Just Nathan

A musical offering, in parts
February 28, 2003
End of the show

We spent the last day of the exhibition (oh, did I tell you that's what I was up to?) in a pensive mood. The event had gone better than expected, but what's next?

I rushed to the airport, being late to leave the exhibition centre, and returned, exhausted, to a windy Stansted.

I always love getting home. Alfred had made a lovely fish pie (a better welcome than the takeaway I'd expected). Of course, I fell asleep on the sofa.

Posted by nathan at 11:38 PM | Comments (0)


February 27, 2003
Ice on the lake

OK, so I liked the ice

more crazy paving

It was very cold today as I went down beside the bridge to take photographs.

We went to the Blockhaus opposite the Hauptbahnhof for steaks this evening. Excellent, and friendly service. The waitress was particualrly amused with my German. Ha.

Posted by nathan at 08:29 PM | Comments (0)


February 26, 2003
Back to Georg and Pauli

Walking over the Kennedybrücke in Hamburg, the icy cold and still waters led to a crazy-paving-like effect on the frozen surface.

crazy paving on the Alster lake

The morning was glassy clear and sunny. It made for a pleasant, if rather bracing, walk to the exhibition centre.

Posted by nathan at 08:08 PM | Comments (0)


February 25, 2003
Show me, I'm from Missouri

I was trying to find out what that phrase meant. A quick GoogleSearch led me here and here

Posted by nathan at 10:21 PM | Comments (0)


February 24, 2003
Come fly with me

Amazing. Thanks Minor 9th for giving me a pleasurable few minutes.

Posted by nathan at 06:50 AM | Comments (0)


February 23, 2003
Of mice and men

Metaphysical discussion with Alistair and Alfred over Kaffee und Küchen this afternoon in Chesterton. Read here and here for more information.

See, the universe looks like this:

Cosmic Microwave Background radiation image from the Boomerang experiment

Isn't astrophysics marvellous?

And are we the mice in the machine?

Posted by nathan at 07:21 PM | Comments (0)


February 22, 2003
Weekday or weekend

I worked all day, but a bottle of Veuve Cliquot made it feel more like a weekend.

Posted by nathan at 10:46 PM | Comments (0)


February 21, 2003
One Helluva Bore

We saw Tom Conti's calculated gagfest on the provincial dais this evening.

Posted by nathan at 11:21 PM | Comments (0)


February 20, 2003
Fop Tart

Another one from Etavirp Yee.

● Tasks to perform
A: Answer these questions from the blog excerpt, one answer per line, marked (i), (ii), (iii):
(i) At which airport did the writer arrive after leaving the exhibition?
(ii) Which bridge in Hamburg was crossed on the walk described in the February 26, 2003 post?
(iii) What made the February 22, 2003 workday feel more like a weekend?
B: Reproduce the passage of the blog excerpt starting at "I always love" and ending at "on the sofa.", word for word.
The items that come next are from a separate source and are unrelated to the blog excerpt.

● Data lines
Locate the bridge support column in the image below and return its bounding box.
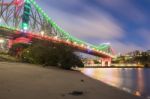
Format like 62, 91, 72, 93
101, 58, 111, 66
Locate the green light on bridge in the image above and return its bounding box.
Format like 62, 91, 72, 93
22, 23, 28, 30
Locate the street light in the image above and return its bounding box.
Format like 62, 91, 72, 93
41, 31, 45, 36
* * *
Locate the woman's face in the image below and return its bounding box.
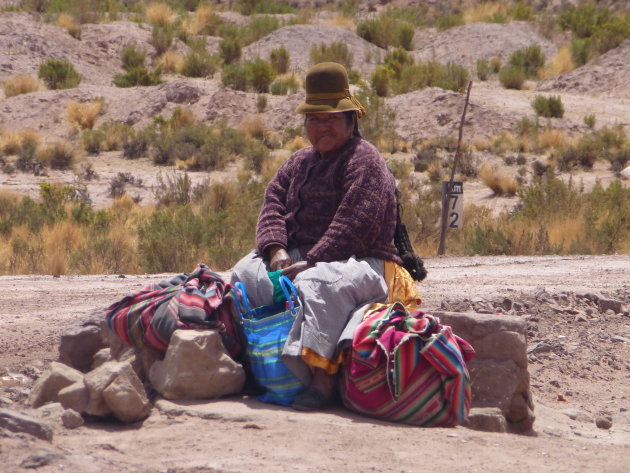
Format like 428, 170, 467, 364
* * *
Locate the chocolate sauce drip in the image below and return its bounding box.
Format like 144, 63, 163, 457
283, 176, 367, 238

● Outputs by task
A:
(i) Stansted
(ii) The Kennedybrücke
(iii) A bottle of Veuve Cliquot

B:
I always love getting home. Alfred had made a lovely fish pie (a better welcome than the takeaway I'd expected). Of course, I fell asleep on the sofa.